**** Data lines
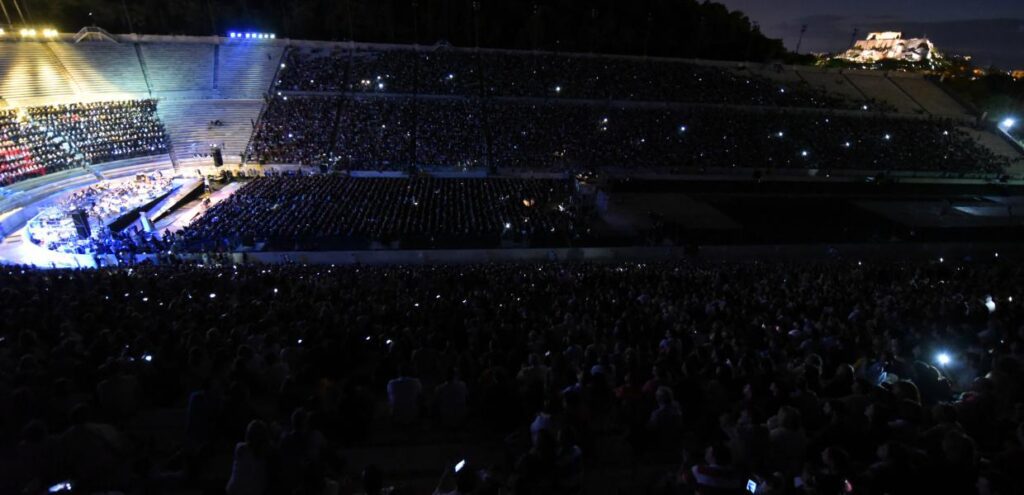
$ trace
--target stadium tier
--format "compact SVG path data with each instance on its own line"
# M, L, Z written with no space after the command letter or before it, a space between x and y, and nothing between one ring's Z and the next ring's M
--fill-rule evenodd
********
Rewrite all the rows above with "stadium tier" replaced by "seating tier" and nothing else altered, leaving out the pictures.

$ trace
--target seating tier
--format "compact SVG path data with each instance on its own line"
# M, L, Z written with no space after the command letter or before it, a space between x and y, and nothing between one ring's Z and the next ring's M
--fill-rule evenodd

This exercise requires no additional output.